** Задание 1 **
Передайте листинг, который идёт после текста интервью, в виде JSON-списка строк: каждая строка листинга становится отдельной строкой списка, пустые строки опускаются. Изображения в ответ не включайте.

Интервью
Опубликовано в журнале Зарубежные записки, номер 10, 2007
К выходу романа Л.Гиршовича “Обмененные головы” по-французски. Интервью для журнала “Трансфюж” взяла РАШЕЛЬ НЭФ.
– Что побудило Вас написать эту книгу? На какого читателя она рассчитана?
Идея написания романа возникла под влиянием двух обстоятельств. Первое. К тому времени я уже восемь лет, как жил в Германии и у меня появился новый жизненный опыт, если угодно, строительный материал, который хотелось использовать. И второе. Я соблазнился перспективой литературного заработка в надежде, что остросюжетная книга, к тому же под соусом “Германия глазами иностранца”, да еще русского еврея, может заинтересовать немецкого читателя, тем паче, что интеллектуальный пошиб, когда он необременителен, льстит читательскому самолюбию. Увы, всё вышло с точностью до наоборот. Книга имела успех в России, в течение десяти лет трижды переиздавалась (не считая журнальной публикации в Израиле), но немецкими издательствами была отвергнута с нескрываемым раздражением, порой в оскорбительной манере. Очевидно, я задел какие-то струнки, задевать которые нельзя. Мне-то казалось, что всё “обидное” для немцев сбалансировано достаточно неприязненным отношением к антинемецкому пафосу в духе “не забудем, не простим”, за которым нередко стоит политическая или иная корысть, порой даже неосознанная.
– Какой Вам представляется Ваша литературная родословная?
Говоря о своей литературной родословной, я не скажу ничего такого, чего не мог бы сказать о себе любой пишущий: от Гомера и Библии до Пруста и Толстого – всё мое. Пожалуй, я всегда несколько робел перед английской литературой. Насколько мои политические симпатии носят атлантический характер, настолько же эстетически я континентален. Но то, что Англия мне не по зубам, моя проблема. Как мечтатель, я вписан в треугольник Франция – Германия – Россия. Как русский писатель (в праве считаться таковым мне, впрочем, часто отказывают, и не только в силу расового предубеждения: меня упрекают в отсутствии “русской духовности”, русской проблематики, наконец, в “нелюбви к России”, с чем я даже не очень спорю, о’кэй, я – “русско-еврейский”, “русскоязычный”), – так вот, как писатель, пишущий по-русски, я, естественно, нахожусь в особых – языковых – отношениях с русской литературой. Для меня она как бы набрана более крупным шрифтом. Но, вообще, упомянуть интереснее не тех, от кого ты произошёл, а тех, кому ты ничем не обязан, это показательней. Я почти не читал Тургенева, несколько раз принимался и тут же срывался. Назову Чехова, которого, как и всякий русский, я знаю хорошо, но не люблю – особенно его драматургию – элементарно не люблю читать, хотя, как мазохист, регулярно этим занимаюсь. Ещё лет десять назад я бы включил в свой антиканон “Доктора Живаго”, но вдруг всё перевернулось, и этот роман для меня, наряду с “Чевенгуром” Платонова и “Даром” Набокова, теперь является главным русским романом двадцатого века, одним из трёх китов, на которых стоит русская проза минувшего столетия. К сожалению, я не представляю себе “Дар” и “Чевенгур” адекватно переведёнными и боюсь, что иностранный читатель никогда не сможет их оценить. Так Монтерлан в своих “Дневниках” пишет, что “Мёртвые души” плохая книга. Уверяю Вас, Гоголь тут ни при чём. Чтобы перевести “Мертвые души”, надо быть гениальным переводчиком –недавно появился новый французский перевод, может, это тот самый случай?

** Входные данные **
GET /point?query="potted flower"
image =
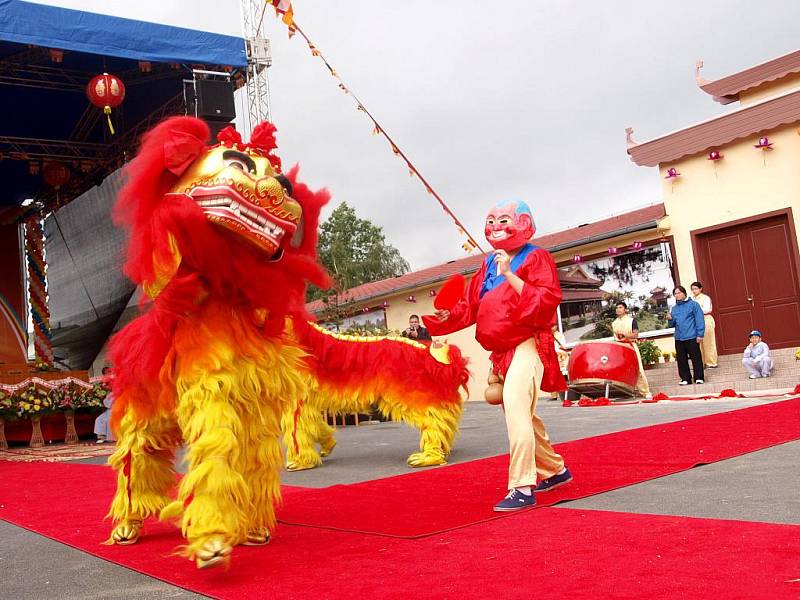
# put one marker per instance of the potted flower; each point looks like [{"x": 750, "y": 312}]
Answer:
[{"x": 33, "y": 403}]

** Задание 2 **
Сколько лет, согласно интервью, Л. Гиршович прожил в Германии к моменту, когда возникла идея романа?

** Ответ 1 **
[
  "GET /point?query=\"potted flower\"",
  "image =",
  "# put one marker per instance of the potted flower; each point looks like [{\"x\": 750, \"y\": 312}]",
  "Answer:",
  "[{\"x\": 33, \"y\": 403}]"
]

** Ответ 2 **
Восемь лет.